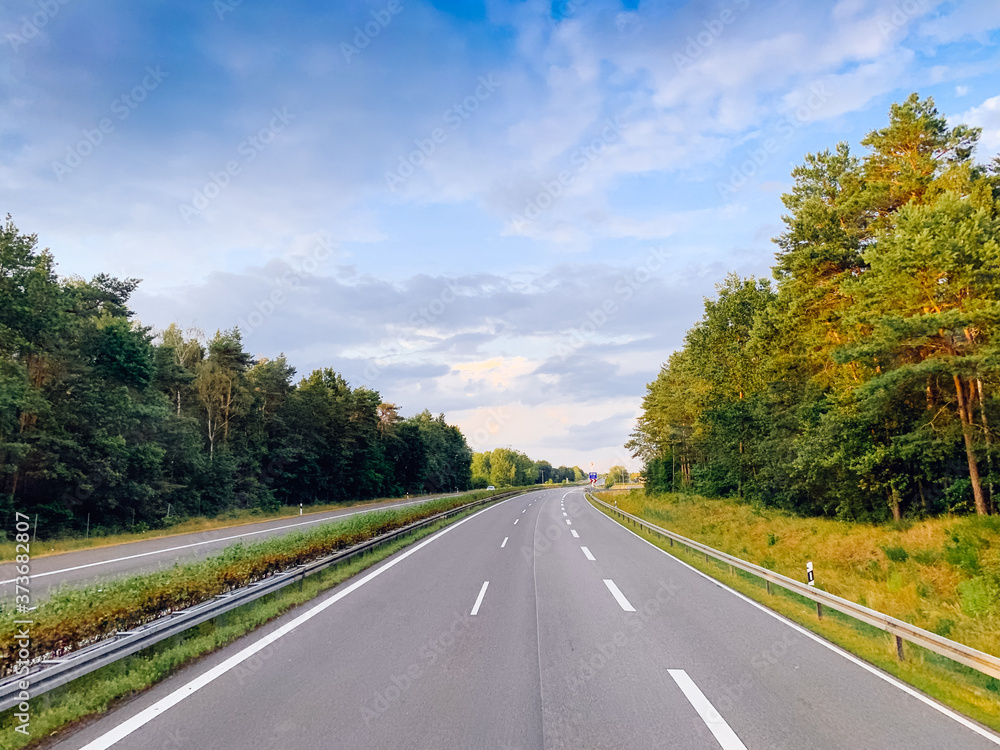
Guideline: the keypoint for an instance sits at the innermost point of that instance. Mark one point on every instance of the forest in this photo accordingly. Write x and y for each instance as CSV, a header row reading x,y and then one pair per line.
x,y
106,427
506,467
861,382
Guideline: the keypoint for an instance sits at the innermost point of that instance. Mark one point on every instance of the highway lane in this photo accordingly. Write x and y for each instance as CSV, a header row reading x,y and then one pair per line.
x,y
90,565
624,647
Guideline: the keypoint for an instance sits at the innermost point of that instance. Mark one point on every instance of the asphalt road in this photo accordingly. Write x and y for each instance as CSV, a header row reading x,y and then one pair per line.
x,y
508,630
103,563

####################

DESCRIPTION OF THE TASK. The required result is an exact repeat of the records above from the line containing "of the highway" to their final line.

OUTPUT BELOW.
Guideline: the keypoint for an instance sits at the innermost point of that instance. Mark one point on every instance of the highway lane in this photo accordingly. Write x and y for each instance as CSV, a header row reading x,y and then one pair per line.
x,y
90,565
624,647
Guideline: the keypoint for an instance sits at the innermost point of that instance. Mark one point on every instance of the asphalt road in this photo accordingly. Write x and y for each instance as CSV, a header row reading x,y and then one pair per line.
x,y
508,630
103,563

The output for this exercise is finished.